REQUIRED WORK:
Format the lines below as a numbered list, leaving out blank lines and the pictures.

SUPPLIED MATERIAL:

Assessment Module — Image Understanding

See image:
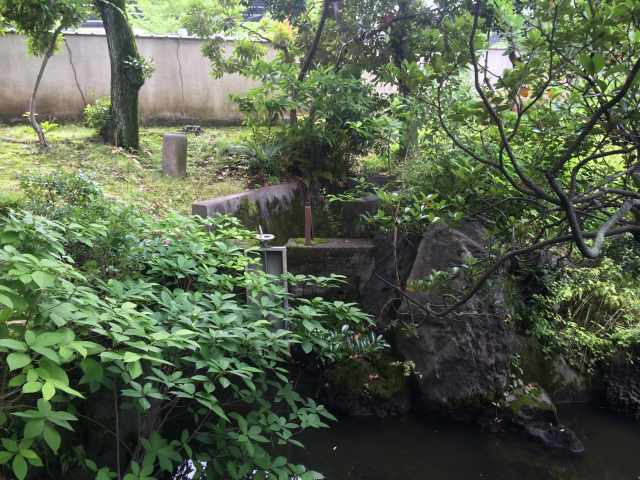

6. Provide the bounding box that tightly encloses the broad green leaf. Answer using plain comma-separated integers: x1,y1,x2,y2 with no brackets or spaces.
43,424,62,452
31,272,56,289
0,451,14,465
42,381,56,401
7,353,31,371
11,454,29,480
23,420,44,440
22,382,42,393
0,338,27,352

TASK SOLUTION:
1. Assessment Module — Image Understanding
2. See image:
3. 6. Provide the bounding box that tightly encloses the broad green leaf. Answer using plain comma-separated integers: x1,y1,x2,y2 with no brackets or spaces.
4. 43,424,62,452
5. 31,272,56,289
6. 0,451,14,465
7. 42,381,56,401
8. 7,353,31,371
9. 11,454,29,480
10. 23,420,44,440
11. 22,382,42,393
12. 0,338,27,352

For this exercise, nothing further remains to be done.